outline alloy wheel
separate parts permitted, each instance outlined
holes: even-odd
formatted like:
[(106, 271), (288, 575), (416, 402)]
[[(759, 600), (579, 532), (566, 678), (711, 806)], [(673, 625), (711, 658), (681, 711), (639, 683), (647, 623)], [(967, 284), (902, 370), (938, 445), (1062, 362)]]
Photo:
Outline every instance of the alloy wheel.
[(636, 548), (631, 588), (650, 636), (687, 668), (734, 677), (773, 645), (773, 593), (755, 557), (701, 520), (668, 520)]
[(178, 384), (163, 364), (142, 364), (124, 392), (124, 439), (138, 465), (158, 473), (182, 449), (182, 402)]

_ _ _ _ _

*TASK DIRECTIONS*
Retype all of the records above, word for word.

*ANSWER BELOW*
outline alloy wheel
separate parts permitted, each instance outlined
holes: even-odd
formatted like:
[(106, 271), (288, 575), (416, 402)]
[[(759, 600), (579, 532), (566, 678), (711, 806)], [(673, 625), (711, 658), (681, 711), (639, 683), (647, 623)], [(967, 284), (902, 370), (938, 445), (1062, 362)]]
Photo:
Outline every instance of the alloy wheel.
[(636, 548), (631, 588), (650, 636), (687, 668), (734, 677), (773, 645), (773, 593), (755, 557), (701, 520), (668, 520)]
[(178, 384), (163, 364), (142, 364), (124, 392), (124, 439), (138, 465), (158, 473), (182, 449), (182, 402)]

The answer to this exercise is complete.